(Named object pointing entries)
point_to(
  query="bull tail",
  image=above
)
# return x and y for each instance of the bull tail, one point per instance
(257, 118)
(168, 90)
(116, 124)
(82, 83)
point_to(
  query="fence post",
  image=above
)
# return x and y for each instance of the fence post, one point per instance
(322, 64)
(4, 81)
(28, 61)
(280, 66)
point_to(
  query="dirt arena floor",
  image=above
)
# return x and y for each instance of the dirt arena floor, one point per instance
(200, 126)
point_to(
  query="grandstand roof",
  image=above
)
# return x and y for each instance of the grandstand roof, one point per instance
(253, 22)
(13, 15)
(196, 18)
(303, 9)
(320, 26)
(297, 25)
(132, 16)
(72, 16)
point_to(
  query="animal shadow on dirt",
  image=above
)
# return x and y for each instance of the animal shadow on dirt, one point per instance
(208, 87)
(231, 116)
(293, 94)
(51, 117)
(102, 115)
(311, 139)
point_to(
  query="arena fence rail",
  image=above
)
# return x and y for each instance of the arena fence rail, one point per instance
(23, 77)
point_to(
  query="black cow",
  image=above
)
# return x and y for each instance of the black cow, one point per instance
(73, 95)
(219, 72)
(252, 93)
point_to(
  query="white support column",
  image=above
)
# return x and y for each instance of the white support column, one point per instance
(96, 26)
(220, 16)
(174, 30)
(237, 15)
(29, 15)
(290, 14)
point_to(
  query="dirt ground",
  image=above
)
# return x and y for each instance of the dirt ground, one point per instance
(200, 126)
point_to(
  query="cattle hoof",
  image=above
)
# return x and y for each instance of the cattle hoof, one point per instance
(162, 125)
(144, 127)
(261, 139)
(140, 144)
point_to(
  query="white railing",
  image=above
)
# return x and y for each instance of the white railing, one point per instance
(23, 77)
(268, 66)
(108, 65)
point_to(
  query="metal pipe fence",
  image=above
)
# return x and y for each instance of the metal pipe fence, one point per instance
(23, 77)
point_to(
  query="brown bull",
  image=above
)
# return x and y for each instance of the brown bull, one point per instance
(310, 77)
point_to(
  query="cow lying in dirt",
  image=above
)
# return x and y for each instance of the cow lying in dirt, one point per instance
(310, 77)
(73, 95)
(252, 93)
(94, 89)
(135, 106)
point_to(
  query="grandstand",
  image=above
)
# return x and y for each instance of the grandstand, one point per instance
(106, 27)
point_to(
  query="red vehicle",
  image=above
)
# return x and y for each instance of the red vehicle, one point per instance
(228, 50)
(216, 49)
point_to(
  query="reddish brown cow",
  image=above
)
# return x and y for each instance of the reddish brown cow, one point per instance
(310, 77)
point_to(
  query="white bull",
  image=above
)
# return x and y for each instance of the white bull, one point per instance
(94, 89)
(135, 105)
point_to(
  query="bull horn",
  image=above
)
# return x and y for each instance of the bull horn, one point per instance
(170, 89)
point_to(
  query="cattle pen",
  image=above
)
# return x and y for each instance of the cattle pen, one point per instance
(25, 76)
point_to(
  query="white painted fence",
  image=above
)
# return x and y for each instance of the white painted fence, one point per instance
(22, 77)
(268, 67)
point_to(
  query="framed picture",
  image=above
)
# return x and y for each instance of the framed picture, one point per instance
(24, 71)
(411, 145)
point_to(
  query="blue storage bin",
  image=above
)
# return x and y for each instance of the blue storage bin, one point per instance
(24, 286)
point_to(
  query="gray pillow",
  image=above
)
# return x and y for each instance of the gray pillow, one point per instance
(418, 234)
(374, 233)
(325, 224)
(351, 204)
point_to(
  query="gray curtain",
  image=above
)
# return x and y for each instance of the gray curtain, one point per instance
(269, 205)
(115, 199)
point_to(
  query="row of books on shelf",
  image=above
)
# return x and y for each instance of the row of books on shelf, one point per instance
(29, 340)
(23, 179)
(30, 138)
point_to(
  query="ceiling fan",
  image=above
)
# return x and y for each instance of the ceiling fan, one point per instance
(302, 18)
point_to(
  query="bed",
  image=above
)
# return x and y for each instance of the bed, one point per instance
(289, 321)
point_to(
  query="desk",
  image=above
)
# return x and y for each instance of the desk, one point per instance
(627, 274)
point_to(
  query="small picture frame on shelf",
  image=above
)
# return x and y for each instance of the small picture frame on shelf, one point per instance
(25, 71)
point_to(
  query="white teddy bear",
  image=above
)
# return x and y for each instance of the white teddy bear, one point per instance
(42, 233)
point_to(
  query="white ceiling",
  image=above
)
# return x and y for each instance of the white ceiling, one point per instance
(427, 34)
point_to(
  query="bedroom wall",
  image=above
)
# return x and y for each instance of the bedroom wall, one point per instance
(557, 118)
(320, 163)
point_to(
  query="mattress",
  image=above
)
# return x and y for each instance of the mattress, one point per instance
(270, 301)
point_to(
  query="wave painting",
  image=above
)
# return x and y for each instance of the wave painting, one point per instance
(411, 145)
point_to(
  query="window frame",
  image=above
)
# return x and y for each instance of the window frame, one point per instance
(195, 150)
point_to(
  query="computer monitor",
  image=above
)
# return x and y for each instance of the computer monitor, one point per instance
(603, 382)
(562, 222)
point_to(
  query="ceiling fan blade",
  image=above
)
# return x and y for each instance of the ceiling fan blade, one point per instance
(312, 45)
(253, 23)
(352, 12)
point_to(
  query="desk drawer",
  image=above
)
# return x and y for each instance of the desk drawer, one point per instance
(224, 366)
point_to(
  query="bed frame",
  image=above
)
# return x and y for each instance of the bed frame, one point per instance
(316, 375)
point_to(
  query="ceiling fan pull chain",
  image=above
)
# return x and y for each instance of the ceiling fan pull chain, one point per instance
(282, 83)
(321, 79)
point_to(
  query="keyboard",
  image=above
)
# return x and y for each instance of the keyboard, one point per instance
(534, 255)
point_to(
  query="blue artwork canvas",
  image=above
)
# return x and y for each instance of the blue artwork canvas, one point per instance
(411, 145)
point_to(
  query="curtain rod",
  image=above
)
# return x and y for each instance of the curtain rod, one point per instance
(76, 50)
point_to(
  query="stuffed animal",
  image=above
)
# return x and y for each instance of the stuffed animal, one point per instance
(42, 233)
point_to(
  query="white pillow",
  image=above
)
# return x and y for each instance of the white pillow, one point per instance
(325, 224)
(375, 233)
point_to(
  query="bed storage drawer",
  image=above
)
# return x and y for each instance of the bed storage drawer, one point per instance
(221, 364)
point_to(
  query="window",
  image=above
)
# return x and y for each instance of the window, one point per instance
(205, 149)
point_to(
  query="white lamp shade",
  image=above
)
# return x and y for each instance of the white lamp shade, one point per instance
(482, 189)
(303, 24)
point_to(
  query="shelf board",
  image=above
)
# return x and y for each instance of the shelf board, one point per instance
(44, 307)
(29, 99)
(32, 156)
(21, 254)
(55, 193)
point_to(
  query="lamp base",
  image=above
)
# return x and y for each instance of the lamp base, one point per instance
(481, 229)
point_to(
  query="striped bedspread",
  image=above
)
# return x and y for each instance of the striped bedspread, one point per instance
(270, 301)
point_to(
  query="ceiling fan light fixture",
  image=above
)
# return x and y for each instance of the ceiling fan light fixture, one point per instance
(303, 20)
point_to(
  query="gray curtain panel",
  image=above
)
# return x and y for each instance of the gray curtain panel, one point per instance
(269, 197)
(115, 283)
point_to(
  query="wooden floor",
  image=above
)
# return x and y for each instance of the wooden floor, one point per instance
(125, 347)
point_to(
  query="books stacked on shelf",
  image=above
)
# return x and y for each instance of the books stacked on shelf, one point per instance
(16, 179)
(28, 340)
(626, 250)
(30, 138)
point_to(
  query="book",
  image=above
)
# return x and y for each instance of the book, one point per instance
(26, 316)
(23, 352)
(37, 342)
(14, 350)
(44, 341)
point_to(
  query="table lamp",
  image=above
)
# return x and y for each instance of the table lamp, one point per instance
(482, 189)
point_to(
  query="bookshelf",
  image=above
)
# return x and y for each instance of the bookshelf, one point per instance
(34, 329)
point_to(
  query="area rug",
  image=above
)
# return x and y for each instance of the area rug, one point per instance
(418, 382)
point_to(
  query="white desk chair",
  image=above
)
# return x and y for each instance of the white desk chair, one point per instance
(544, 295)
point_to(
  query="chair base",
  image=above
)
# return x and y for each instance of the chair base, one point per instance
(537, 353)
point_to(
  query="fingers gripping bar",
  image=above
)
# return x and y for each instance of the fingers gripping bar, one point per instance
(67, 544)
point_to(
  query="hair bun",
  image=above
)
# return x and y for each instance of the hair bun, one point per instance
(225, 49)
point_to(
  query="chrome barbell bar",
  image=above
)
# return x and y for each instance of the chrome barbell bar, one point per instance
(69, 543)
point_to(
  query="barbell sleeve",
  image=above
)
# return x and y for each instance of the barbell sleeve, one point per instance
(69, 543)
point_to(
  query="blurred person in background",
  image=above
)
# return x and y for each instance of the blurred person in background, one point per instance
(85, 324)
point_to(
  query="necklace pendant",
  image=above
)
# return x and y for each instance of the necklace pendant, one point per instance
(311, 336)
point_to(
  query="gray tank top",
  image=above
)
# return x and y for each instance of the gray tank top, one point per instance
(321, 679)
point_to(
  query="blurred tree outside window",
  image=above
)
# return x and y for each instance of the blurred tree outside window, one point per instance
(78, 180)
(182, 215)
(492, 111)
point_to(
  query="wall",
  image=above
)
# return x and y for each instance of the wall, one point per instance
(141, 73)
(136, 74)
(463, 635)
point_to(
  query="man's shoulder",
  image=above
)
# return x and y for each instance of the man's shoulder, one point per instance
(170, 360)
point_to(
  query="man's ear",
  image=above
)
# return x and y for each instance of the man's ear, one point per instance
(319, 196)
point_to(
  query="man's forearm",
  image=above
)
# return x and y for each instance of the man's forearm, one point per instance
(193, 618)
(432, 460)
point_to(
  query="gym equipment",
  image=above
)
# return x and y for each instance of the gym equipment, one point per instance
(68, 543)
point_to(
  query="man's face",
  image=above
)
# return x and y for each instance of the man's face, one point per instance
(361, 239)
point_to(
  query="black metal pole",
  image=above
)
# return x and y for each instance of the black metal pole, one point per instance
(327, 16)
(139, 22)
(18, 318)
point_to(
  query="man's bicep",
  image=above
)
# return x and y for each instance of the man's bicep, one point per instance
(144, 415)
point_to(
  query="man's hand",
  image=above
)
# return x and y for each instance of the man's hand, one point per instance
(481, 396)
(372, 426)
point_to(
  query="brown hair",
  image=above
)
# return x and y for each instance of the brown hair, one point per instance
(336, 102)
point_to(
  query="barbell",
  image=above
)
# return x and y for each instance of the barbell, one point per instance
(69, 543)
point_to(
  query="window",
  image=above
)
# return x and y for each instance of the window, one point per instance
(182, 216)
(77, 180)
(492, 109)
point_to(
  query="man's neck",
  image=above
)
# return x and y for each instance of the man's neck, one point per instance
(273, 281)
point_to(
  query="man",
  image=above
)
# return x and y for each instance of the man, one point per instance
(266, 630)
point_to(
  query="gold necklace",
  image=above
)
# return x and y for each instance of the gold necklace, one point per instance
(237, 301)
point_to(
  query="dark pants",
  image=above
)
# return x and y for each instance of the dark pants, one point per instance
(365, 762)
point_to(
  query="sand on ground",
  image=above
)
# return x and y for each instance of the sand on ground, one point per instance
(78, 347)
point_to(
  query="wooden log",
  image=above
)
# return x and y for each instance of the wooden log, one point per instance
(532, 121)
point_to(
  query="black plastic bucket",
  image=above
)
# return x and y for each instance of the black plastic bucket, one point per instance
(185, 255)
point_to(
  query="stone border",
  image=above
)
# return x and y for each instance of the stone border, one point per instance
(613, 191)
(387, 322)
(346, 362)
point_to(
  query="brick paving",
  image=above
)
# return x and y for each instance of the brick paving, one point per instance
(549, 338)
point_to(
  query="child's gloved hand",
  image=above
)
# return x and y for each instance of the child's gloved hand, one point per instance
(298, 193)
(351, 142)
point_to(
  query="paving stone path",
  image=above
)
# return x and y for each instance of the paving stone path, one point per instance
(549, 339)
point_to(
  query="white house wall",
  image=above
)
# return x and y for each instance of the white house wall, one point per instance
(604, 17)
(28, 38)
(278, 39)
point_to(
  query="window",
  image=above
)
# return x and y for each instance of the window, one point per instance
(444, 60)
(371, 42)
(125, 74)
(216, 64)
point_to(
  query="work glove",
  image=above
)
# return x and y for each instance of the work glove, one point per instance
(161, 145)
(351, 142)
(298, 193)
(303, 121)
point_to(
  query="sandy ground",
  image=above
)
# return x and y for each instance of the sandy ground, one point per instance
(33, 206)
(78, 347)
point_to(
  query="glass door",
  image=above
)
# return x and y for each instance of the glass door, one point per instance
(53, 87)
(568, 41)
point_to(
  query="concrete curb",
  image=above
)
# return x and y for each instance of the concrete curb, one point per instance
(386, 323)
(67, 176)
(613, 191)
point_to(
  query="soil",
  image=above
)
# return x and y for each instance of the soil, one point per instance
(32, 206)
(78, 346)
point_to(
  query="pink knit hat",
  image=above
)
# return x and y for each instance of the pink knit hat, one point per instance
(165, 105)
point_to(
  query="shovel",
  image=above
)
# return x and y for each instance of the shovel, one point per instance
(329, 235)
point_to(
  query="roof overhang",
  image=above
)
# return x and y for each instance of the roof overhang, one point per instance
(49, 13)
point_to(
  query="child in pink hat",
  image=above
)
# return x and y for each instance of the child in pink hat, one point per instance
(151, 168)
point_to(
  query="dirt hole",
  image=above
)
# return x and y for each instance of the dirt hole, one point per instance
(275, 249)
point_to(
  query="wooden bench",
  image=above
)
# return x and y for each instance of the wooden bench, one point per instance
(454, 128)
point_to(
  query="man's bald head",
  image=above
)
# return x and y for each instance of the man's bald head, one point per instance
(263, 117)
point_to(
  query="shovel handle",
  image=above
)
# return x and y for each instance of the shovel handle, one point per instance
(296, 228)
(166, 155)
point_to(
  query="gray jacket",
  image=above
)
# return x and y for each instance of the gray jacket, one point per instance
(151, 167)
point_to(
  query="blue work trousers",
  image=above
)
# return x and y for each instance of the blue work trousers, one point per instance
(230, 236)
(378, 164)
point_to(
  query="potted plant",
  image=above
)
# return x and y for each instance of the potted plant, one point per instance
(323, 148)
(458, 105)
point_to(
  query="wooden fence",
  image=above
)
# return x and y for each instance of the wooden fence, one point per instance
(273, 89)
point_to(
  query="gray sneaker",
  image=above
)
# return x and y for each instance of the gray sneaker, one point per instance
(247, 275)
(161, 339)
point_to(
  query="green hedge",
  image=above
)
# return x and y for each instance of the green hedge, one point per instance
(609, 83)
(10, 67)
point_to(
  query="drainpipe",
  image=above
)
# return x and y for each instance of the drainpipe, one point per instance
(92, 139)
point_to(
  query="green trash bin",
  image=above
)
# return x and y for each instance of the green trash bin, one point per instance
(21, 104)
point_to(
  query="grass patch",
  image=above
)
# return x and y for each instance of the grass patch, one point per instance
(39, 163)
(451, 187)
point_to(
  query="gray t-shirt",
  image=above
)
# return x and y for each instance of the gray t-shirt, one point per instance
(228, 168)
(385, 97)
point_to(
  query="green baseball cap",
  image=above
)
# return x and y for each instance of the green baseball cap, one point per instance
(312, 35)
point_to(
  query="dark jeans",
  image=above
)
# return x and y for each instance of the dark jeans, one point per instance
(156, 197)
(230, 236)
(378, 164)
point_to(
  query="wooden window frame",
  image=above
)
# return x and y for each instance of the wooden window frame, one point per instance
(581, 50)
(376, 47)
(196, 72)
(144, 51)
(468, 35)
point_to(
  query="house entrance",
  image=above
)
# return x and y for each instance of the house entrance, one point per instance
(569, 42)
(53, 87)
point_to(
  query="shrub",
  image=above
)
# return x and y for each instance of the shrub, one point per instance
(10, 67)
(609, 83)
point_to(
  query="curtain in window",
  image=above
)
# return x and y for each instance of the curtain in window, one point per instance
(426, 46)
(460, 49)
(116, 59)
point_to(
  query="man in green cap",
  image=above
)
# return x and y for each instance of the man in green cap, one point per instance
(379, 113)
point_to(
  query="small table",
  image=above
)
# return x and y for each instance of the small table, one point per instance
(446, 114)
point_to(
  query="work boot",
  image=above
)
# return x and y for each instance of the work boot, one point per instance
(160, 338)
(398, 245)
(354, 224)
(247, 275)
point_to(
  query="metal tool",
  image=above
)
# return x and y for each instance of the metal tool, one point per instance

> _WHAT YOU HAVE TO DO_
Find each line in the entries above that contains the word "teddy" and copy those lines.

> _SOLUTION FOR THIS PROBLEM_
  query="white teddy bear",
# return x and y for each instance of the white teddy bear, one point per instance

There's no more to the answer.